● STATED TASK
Exactly the lines from the one containing "Task: where can the red paper" through the final line of the listing are to be retyped, and nothing more.

● INPUT DATA
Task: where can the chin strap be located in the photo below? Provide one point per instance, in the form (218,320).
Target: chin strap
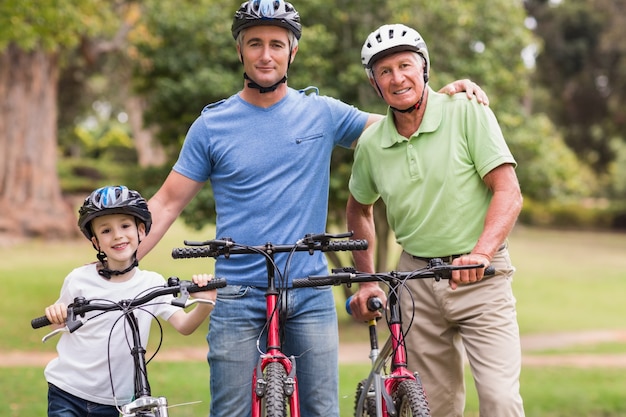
(253,84)
(414,107)
(108,273)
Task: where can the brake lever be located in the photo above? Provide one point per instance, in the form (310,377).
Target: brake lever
(55,332)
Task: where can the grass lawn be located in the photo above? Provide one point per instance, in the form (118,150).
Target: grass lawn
(565,281)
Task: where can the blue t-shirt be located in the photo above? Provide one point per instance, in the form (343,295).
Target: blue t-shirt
(269,169)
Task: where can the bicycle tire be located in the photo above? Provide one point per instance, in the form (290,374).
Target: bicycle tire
(369,406)
(410,400)
(274,400)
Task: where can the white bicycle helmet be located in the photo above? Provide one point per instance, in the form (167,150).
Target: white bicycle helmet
(389,39)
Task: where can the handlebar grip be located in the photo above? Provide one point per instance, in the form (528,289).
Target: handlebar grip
(40,322)
(181,253)
(348,245)
(211,285)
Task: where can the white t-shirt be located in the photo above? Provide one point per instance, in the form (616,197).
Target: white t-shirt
(81,368)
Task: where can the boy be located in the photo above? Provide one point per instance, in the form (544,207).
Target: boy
(115,219)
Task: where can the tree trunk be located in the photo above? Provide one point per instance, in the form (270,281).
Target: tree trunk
(30,194)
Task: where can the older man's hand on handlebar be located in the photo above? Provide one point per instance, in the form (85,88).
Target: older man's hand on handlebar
(202,280)
(469,276)
(358,303)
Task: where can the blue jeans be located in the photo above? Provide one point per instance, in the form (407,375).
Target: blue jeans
(63,404)
(311,335)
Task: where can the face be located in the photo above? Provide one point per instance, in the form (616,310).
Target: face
(118,236)
(400,79)
(265,53)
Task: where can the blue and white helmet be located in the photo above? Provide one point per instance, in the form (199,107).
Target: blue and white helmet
(113,200)
(266,12)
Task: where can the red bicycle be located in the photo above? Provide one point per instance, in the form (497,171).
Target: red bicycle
(390,389)
(275,382)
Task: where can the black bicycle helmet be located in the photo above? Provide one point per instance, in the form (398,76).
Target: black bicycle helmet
(267,12)
(113,200)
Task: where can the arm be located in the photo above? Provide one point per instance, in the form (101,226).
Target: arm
(165,206)
(360,219)
(502,214)
(187,322)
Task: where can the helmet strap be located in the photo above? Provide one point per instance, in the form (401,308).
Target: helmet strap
(414,107)
(263,90)
(108,273)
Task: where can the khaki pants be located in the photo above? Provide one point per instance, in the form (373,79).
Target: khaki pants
(480,317)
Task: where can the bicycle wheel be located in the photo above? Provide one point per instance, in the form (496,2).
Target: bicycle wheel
(274,401)
(369,403)
(410,400)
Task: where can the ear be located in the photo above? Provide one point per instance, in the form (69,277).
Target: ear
(294,51)
(239,53)
(141,230)
(376,88)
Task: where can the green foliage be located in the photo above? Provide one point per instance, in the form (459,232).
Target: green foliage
(189,60)
(547,168)
(51,24)
(581,65)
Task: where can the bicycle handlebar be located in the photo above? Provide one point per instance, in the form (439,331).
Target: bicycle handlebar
(350,275)
(174,286)
(310,243)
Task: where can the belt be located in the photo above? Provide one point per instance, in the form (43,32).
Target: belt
(449,258)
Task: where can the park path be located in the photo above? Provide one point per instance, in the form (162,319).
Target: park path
(355,353)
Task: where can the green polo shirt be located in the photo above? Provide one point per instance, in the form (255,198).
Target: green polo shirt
(432,183)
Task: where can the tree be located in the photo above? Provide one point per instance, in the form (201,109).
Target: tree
(581,65)
(34,38)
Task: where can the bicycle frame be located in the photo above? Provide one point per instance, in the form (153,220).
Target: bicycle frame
(274,377)
(384,393)
(144,404)
(274,352)
(379,384)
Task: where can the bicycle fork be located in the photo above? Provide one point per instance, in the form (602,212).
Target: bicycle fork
(274,378)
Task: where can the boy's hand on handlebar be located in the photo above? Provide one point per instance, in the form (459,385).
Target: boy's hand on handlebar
(358,303)
(201,280)
(57,313)
(469,276)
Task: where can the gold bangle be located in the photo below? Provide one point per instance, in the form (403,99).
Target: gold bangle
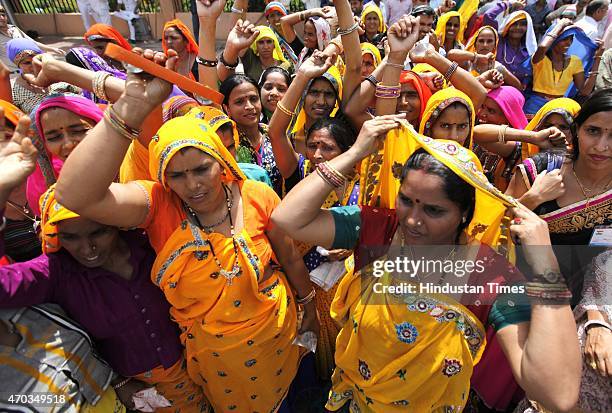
(283,109)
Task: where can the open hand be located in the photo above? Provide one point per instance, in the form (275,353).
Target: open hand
(403,34)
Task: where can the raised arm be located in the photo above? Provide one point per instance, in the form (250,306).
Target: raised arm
(460,78)
(300,213)
(548,40)
(208,15)
(352,48)
(402,36)
(284,154)
(543,353)
(97,198)
(290,20)
(241,36)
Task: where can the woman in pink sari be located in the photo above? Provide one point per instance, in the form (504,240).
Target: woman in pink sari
(61,122)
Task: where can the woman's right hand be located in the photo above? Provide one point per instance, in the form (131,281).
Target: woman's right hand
(17,155)
(241,36)
(373,133)
(143,92)
(550,138)
(315,65)
(548,186)
(403,34)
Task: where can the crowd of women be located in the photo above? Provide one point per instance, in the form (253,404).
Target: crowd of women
(162,252)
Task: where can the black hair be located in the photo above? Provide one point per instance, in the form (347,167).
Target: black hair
(338,127)
(593,6)
(274,69)
(456,189)
(600,101)
(423,10)
(231,82)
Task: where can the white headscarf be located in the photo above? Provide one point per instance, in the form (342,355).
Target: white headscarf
(530,40)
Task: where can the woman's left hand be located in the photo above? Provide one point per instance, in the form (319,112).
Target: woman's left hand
(598,350)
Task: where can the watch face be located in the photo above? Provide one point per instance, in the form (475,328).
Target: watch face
(552,277)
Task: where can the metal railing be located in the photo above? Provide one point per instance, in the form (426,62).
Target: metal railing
(70,6)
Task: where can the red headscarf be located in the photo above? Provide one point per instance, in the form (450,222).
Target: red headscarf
(408,76)
(192,46)
(101,31)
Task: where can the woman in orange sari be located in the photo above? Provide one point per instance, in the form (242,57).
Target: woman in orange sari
(226,271)
(178,37)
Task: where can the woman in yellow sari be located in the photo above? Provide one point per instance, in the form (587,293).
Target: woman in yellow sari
(416,352)
(219,260)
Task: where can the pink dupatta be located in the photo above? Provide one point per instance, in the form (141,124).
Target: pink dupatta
(42,177)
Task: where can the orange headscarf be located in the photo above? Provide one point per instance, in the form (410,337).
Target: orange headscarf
(192,46)
(106,32)
(408,76)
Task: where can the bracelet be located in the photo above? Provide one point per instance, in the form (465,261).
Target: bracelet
(331,175)
(207,63)
(98,83)
(307,299)
(372,79)
(398,65)
(122,383)
(344,32)
(451,70)
(599,323)
(338,44)
(228,65)
(501,134)
(283,109)
(119,124)
(387,92)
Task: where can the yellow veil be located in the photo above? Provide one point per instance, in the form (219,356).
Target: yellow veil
(267,33)
(380,181)
(371,7)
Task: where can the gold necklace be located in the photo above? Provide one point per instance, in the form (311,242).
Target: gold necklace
(585,190)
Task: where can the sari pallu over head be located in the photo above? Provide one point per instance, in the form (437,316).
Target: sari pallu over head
(371,7)
(441,27)
(101,31)
(425,361)
(408,76)
(298,122)
(232,328)
(267,33)
(567,108)
(48,166)
(440,101)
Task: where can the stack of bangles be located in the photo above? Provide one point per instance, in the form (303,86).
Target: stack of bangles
(344,32)
(307,299)
(387,92)
(119,124)
(331,175)
(98,85)
(557,292)
(284,110)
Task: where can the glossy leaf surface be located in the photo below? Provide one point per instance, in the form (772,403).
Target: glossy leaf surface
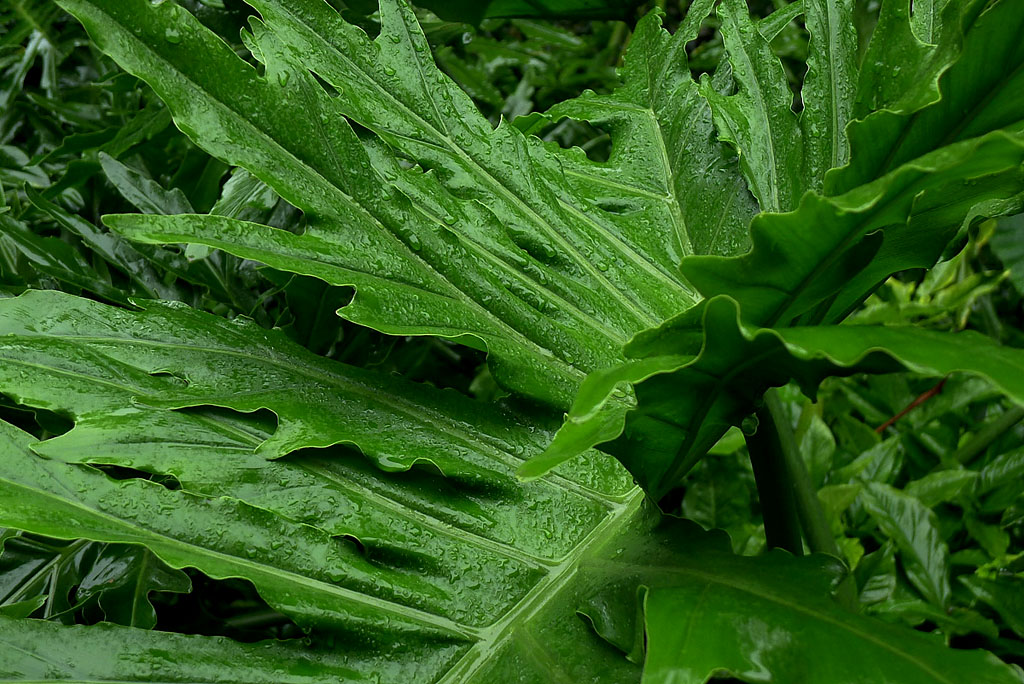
(492,248)
(726,366)
(772,618)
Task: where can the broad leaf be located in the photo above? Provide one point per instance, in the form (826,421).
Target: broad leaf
(761,620)
(913,527)
(725,366)
(475,10)
(759,119)
(491,248)
(331,541)
(67,576)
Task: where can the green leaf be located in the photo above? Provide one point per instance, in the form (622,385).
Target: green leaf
(489,249)
(41,651)
(700,373)
(1005,595)
(691,181)
(60,352)
(912,526)
(759,119)
(827,93)
(758,620)
(900,221)
(147,196)
(1008,243)
(54,257)
(443,560)
(66,576)
(980,94)
(473,11)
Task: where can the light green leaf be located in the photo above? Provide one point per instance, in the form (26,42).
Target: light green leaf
(827,93)
(443,560)
(914,529)
(489,249)
(34,650)
(692,181)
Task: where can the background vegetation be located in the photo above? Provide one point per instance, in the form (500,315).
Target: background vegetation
(923,482)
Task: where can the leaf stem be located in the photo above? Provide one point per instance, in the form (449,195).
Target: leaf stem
(988,433)
(809,510)
(774,490)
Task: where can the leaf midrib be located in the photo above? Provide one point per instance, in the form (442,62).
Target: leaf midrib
(493,638)
(395,402)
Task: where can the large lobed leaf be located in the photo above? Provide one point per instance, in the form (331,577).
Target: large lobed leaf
(489,247)
(763,620)
(437,566)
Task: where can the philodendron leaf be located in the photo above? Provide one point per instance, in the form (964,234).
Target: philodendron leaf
(913,527)
(700,373)
(706,612)
(493,247)
(980,93)
(435,558)
(759,119)
(39,651)
(658,110)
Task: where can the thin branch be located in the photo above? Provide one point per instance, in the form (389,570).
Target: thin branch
(925,396)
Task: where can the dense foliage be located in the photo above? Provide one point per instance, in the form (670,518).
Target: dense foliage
(297,296)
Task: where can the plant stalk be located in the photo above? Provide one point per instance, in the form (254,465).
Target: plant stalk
(774,489)
(809,510)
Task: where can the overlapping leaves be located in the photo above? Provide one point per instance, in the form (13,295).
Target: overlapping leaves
(449,226)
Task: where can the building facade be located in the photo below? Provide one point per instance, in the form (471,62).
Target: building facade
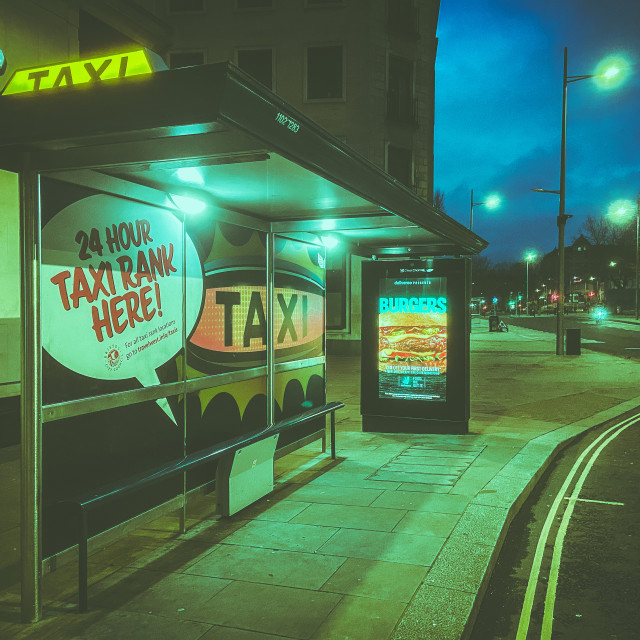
(362,69)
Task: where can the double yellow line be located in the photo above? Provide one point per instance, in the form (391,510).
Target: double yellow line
(547,621)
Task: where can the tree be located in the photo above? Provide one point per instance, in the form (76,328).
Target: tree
(604,231)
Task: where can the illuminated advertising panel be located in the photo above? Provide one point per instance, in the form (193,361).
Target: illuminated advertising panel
(415,346)
(412,333)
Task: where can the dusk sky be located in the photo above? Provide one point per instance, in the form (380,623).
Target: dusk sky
(498,115)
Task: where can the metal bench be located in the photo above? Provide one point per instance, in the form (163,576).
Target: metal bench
(86,502)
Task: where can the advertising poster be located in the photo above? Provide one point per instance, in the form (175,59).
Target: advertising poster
(412,335)
(415,346)
(132,296)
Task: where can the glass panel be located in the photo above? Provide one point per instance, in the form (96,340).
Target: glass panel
(112,289)
(221,413)
(231,332)
(88,452)
(299,300)
(299,317)
(336,290)
(296,391)
(10,285)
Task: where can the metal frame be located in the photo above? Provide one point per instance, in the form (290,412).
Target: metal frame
(31,399)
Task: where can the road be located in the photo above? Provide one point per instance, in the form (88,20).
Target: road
(570,566)
(615,337)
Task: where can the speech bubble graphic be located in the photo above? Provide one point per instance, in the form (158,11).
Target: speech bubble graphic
(112,288)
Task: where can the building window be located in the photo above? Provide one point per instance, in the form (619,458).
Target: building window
(96,36)
(325,73)
(336,281)
(403,18)
(185,59)
(257,63)
(323,3)
(254,4)
(186,6)
(400,164)
(401,104)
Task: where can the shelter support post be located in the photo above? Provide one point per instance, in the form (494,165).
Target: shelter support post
(271,356)
(31,398)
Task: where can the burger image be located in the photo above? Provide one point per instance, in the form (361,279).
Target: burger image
(418,340)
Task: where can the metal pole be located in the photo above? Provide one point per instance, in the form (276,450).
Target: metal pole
(527,301)
(562,218)
(471,216)
(182,520)
(637,260)
(271,356)
(470,262)
(31,398)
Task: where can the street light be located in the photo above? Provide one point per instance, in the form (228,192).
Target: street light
(491,202)
(609,73)
(621,210)
(529,257)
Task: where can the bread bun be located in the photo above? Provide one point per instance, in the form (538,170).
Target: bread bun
(391,319)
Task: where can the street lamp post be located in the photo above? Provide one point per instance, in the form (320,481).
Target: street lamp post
(637,254)
(491,202)
(528,258)
(609,74)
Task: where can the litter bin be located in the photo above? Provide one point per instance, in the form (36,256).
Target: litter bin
(573,342)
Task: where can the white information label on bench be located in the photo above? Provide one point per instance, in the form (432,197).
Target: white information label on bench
(245,476)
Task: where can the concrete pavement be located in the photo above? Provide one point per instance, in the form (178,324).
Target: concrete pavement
(394,540)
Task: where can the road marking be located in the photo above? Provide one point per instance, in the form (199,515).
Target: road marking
(527,606)
(550,600)
(616,504)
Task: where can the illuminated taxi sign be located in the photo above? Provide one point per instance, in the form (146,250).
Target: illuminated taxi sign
(67,74)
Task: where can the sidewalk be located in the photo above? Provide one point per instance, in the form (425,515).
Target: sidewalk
(394,540)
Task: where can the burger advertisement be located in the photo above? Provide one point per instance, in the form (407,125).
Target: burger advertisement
(412,338)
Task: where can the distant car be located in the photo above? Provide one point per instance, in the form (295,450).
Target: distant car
(599,314)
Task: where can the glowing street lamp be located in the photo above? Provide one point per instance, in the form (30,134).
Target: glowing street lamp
(609,73)
(491,202)
(622,210)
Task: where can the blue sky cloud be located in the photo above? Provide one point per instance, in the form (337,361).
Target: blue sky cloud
(498,114)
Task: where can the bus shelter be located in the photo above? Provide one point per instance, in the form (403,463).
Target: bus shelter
(173,231)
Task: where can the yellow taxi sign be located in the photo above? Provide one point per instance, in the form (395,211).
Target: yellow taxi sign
(67,74)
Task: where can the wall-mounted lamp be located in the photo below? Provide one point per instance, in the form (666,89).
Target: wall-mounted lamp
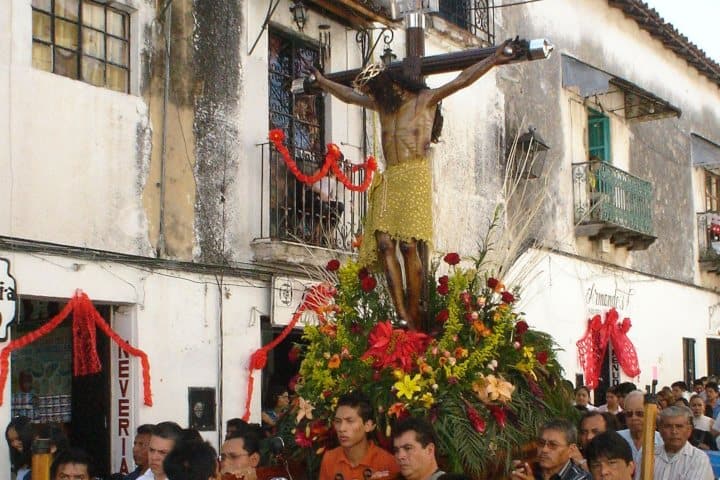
(324,39)
(299,12)
(530,154)
(388,56)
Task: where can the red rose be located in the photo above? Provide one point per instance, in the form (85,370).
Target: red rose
(541,357)
(521,327)
(452,258)
(276,135)
(293,382)
(294,354)
(368,284)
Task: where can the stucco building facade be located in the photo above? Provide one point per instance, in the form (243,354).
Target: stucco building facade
(136,168)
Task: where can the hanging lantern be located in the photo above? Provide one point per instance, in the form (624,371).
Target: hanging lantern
(530,154)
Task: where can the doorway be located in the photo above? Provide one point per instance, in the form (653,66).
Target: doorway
(44,389)
(713,352)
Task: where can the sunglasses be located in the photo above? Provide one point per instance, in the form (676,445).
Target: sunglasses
(634,413)
(551,444)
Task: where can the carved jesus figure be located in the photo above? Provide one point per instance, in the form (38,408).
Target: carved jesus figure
(400,198)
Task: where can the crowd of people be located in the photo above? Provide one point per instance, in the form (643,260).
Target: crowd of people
(607,443)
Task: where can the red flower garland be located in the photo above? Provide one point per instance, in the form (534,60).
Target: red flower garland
(277,137)
(85,319)
(316,298)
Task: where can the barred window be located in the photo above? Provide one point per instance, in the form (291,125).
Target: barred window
(84,40)
(475,16)
(301,116)
(712,192)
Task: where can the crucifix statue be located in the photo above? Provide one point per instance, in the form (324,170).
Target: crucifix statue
(400,198)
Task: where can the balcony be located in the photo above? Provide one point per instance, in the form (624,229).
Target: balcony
(475,16)
(612,204)
(708,224)
(296,226)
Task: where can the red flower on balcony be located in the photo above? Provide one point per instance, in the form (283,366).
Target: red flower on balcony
(276,135)
(452,258)
(394,348)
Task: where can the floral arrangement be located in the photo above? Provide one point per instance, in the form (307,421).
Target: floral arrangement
(477,371)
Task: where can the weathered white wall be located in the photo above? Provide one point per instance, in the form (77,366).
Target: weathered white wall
(557,301)
(657,151)
(74,155)
(174,317)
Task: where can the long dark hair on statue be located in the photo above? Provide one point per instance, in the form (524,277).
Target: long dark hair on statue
(389,99)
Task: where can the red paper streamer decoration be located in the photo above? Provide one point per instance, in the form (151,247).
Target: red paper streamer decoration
(85,358)
(277,137)
(315,300)
(593,345)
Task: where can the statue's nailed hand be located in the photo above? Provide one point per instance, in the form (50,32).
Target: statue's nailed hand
(510,50)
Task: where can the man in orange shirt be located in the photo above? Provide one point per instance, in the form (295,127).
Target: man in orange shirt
(357,458)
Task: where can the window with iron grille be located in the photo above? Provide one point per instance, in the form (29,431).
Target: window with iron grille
(475,16)
(84,40)
(712,192)
(299,116)
(598,136)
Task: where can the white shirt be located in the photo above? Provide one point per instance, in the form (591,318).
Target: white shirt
(689,463)
(326,188)
(637,452)
(148,475)
(603,408)
(703,423)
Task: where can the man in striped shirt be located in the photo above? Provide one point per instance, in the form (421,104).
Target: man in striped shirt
(677,458)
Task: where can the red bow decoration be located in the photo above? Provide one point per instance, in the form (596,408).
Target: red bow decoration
(85,358)
(314,300)
(593,345)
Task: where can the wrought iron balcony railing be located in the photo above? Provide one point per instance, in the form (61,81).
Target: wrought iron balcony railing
(475,16)
(613,204)
(708,224)
(294,212)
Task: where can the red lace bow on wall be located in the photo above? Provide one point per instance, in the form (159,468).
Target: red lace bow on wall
(86,319)
(593,345)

● EXERCISE OUTPUT
Task: where can the red paper streamer decoration be located in the photo above? Provide one point per instance, in the form (151,247).
Target: red paper streamer decoration
(85,358)
(277,137)
(315,300)
(593,345)
Task: where can the statue's nailed hand be located in the photo above? Provide one point per instance, in the form (50,32).
Target: statue's nailed hand
(510,50)
Task: where can the man in orange shirt be located in the photo above? Provide one point per instance, in the form (295,127).
Target: man in orange shirt
(357,458)
Task: where can the window with iron grille be located in the photo above? Provide one point per instance, in the form (29,431).
Target: window with iron grille
(475,16)
(84,40)
(712,192)
(299,116)
(598,136)
Task: where can the white shirt be located in the photo above? Provide one point per instance, in the form (591,318).
Target: white shirt
(689,463)
(326,188)
(637,452)
(148,475)
(603,408)
(703,423)
Task: where can the man in striped shirt be located in the photo above? Provide one point per instance, in the form (421,104).
Target: man in striped shirt
(677,458)
Task: where can the red bow decoration be located in the photo above? Provide one point per instance, in the form (596,408).
Target: red bow decoration
(85,358)
(314,300)
(593,345)
Task: where can the wrought iron balcony railing be located in the photo above? Provide one point per instance, in the form (61,81).
Target: wrought iron balcony railing
(475,16)
(613,204)
(708,224)
(294,212)
Task: where can the red lace bow on wall be located in the photo above? Provide one point per instance, in the form (159,468).
Target: red lace bow on wall
(86,319)
(593,345)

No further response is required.